_Document excerpt_:

[START]

In a right triangle, relative to a $45^\circ$ angle, if we have
$$\text{adjacent} = 1$$
$$\text{opposite} = 1$$
then
$$\text{hypotenuse}=\sqrt{o^2+a^2}=\sqrt{1^2+1^2}=\sqrt{2}$$
so that
$$\sin 45^\circ=\frac{1}{\sqrt{2}}$$
But, when
$$\text{hypotenuse} = 1$$
$$\text{opposite} = \text{adjacent}$$
then (writing $o$ for $\text{opposite}$ and $a$ for $\text{adjacent}$)

[END]

_Task data_:
[START]

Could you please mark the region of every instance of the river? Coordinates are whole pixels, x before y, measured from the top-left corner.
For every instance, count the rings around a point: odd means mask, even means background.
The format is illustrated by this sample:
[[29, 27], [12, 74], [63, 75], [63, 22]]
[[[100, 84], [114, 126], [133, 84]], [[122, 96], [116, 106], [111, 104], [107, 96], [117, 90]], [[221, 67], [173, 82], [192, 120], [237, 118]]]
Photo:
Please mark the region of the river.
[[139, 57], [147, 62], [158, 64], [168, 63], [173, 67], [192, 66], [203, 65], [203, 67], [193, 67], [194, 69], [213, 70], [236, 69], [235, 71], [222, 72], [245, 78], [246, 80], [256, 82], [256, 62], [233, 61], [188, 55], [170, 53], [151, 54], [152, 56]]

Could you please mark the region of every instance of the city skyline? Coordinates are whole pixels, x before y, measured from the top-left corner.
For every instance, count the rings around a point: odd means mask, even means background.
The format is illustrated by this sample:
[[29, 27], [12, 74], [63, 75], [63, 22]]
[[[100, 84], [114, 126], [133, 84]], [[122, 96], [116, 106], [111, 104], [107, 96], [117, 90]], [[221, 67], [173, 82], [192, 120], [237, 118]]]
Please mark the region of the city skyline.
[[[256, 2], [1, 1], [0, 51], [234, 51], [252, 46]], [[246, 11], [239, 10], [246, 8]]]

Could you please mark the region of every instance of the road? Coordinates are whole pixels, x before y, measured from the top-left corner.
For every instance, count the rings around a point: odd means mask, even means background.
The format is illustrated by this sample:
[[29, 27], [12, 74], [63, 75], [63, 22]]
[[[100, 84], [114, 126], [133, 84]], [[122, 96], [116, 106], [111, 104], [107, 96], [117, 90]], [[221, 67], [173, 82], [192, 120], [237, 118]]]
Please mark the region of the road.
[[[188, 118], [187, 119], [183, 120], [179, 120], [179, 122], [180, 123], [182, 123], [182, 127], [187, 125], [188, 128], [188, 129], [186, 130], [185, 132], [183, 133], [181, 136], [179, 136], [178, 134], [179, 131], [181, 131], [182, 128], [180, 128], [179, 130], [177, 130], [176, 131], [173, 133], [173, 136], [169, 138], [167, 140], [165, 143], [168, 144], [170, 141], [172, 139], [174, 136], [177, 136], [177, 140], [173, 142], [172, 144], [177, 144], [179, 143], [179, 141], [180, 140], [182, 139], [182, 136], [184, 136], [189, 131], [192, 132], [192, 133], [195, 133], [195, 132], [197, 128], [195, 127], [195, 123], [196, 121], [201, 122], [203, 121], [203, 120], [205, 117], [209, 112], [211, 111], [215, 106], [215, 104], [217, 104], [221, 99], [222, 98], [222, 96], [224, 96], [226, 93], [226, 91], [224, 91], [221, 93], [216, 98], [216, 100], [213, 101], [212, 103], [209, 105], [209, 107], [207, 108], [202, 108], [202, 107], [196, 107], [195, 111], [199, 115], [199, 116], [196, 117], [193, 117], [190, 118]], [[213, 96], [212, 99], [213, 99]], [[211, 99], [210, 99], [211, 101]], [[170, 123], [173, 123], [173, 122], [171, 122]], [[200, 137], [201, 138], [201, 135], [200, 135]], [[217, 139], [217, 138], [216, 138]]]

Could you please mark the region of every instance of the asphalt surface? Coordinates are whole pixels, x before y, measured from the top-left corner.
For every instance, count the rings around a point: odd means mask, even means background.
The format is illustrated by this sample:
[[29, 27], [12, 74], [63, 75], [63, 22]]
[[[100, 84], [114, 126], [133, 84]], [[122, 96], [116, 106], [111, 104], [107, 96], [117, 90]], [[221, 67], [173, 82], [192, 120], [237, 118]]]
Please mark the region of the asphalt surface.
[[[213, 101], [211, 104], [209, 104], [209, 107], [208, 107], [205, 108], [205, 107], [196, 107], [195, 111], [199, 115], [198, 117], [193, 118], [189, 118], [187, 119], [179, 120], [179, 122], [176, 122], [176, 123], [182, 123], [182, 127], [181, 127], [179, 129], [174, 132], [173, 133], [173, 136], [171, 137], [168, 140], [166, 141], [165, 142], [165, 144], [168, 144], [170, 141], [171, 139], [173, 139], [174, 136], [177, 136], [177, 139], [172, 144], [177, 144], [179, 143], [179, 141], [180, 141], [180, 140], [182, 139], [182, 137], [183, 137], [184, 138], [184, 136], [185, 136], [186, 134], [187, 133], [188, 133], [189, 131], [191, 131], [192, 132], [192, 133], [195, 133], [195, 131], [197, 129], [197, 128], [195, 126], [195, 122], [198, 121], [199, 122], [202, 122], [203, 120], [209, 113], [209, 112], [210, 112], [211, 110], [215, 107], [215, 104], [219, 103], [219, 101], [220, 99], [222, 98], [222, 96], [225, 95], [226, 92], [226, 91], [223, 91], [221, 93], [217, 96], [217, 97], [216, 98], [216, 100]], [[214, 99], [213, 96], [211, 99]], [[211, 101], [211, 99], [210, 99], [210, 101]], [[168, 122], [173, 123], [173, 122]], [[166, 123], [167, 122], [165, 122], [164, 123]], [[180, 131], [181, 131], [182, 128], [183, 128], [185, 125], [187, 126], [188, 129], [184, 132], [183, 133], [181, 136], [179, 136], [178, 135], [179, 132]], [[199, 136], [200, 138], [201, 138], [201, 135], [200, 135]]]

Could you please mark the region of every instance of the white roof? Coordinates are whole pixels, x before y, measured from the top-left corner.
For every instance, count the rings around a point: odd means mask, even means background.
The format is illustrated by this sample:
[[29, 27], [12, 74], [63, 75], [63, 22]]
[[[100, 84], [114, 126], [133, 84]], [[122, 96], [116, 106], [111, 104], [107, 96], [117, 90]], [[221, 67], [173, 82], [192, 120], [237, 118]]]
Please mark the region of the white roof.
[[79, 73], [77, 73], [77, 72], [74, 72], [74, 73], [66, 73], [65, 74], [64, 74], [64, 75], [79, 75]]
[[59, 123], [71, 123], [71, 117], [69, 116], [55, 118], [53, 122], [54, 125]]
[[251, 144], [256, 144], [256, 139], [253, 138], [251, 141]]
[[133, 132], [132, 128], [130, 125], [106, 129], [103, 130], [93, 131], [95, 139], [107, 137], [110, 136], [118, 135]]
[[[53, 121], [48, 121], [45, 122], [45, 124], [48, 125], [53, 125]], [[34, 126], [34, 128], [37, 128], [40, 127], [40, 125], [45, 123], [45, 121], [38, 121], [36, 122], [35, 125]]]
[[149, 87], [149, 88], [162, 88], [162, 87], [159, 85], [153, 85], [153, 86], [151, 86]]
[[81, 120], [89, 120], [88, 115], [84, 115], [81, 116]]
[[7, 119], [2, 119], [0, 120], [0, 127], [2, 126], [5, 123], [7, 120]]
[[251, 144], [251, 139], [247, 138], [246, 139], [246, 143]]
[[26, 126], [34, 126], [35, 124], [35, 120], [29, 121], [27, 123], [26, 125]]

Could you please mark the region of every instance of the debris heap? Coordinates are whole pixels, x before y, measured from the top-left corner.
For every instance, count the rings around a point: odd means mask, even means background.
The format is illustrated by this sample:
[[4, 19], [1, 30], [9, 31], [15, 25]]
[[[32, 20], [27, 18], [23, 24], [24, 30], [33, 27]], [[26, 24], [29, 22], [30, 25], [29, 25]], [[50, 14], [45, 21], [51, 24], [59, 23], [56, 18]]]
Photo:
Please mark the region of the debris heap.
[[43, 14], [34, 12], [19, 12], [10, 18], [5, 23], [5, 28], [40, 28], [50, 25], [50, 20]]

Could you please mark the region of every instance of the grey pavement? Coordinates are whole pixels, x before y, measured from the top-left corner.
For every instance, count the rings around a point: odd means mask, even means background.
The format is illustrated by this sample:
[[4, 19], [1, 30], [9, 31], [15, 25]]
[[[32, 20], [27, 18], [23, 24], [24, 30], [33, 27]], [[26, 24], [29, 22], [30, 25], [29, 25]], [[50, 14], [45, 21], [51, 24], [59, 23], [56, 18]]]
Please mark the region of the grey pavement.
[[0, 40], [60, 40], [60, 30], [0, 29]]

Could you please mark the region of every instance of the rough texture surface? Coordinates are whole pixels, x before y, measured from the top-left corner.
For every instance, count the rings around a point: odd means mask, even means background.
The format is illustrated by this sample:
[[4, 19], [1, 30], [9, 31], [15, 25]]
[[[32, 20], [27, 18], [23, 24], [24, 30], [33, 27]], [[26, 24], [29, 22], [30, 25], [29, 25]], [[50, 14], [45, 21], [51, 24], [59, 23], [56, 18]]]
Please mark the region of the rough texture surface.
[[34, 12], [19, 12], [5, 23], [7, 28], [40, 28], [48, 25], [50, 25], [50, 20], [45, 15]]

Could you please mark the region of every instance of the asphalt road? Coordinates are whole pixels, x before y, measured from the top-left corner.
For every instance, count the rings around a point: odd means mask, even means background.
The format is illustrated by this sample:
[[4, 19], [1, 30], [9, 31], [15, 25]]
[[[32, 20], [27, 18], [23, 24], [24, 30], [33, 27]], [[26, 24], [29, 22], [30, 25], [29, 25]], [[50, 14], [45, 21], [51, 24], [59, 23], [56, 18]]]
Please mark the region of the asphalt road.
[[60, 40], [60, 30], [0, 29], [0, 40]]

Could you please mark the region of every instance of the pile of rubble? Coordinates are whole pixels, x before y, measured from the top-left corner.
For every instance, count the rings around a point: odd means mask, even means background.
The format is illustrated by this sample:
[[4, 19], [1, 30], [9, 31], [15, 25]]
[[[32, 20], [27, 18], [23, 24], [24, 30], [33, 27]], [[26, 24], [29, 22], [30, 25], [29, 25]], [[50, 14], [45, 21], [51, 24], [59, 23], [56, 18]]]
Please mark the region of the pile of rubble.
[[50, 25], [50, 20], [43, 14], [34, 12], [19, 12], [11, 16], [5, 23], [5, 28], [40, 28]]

[END]

_What is asked_:
1. Turn the records, from their first line through the line holding "10], [246, 8]]]" (both included), into a JSON list of strings, one string per line, with blank lines left out.
2. Pick up the explanation of the sine of a 45° angle from where it stops.

_Task responses_:
1.
[
  "Could you please mark the region of every instance of the river? Coordinates are whole pixels, x before y, measured from the top-left corner.",
  "For every instance, count the rings around a point: odd means mask, even means background.",
  "The format is illustrated by this sample:",
  "[[29, 27], [12, 74], [63, 75], [63, 22]]",
  "[[[100, 84], [114, 126], [133, 84]], [[122, 96], [116, 106], [111, 104], [107, 96], [117, 90]], [[221, 67], [173, 82], [192, 120], [237, 118]]]",
  "Photo:",
  "Please mark the region of the river.",
  "[[139, 57], [147, 62], [158, 64], [168, 63], [173, 67], [192, 66], [203, 65], [203, 67], [193, 67], [194, 69], [213, 70], [236, 69], [235, 71], [222, 72], [245, 78], [246, 80], [256, 82], [256, 62], [233, 61], [188, 55], [170, 53], [151, 54], [152, 56]]",
  "Could you please mark the region of every instance of the city skyline? Coordinates are whole pixels, x before y, measured from the top-left corner.",
  "For every instance, count the rings around a point: odd means mask, even means background.",
  "The format is illustrated by this sample:",
  "[[29, 27], [12, 74], [63, 75], [63, 22]]",
  "[[[100, 84], [114, 126], [133, 84]], [[122, 96], [116, 106], [111, 104], [107, 96], [117, 90]], [[221, 67], [173, 82], [192, 120], [237, 118]]]",
  "Please mark the region of the city skyline.",
  "[[[256, 2], [1, 1], [0, 51], [234, 51], [252, 46]], [[246, 11], [239, 10], [246, 8]]]"
]

2.
$$\begin{align}
o &= \sqrt{h^2-a^2} = \sqrt{1^2-o^2} \\[4pt]
\implies \quad o^2 &= h^2-o^2\\
&=1-o^2 \\[4pt]
\implies\quad 2o^2&=1 \\
\implies\quad o&=\sqrt{\frac{1}{2}}
\end{align}$$
so that
$$\sin 45^\circ =\frac{\sqrt{\frac{1}{2}}}{1}$$
What went wrong?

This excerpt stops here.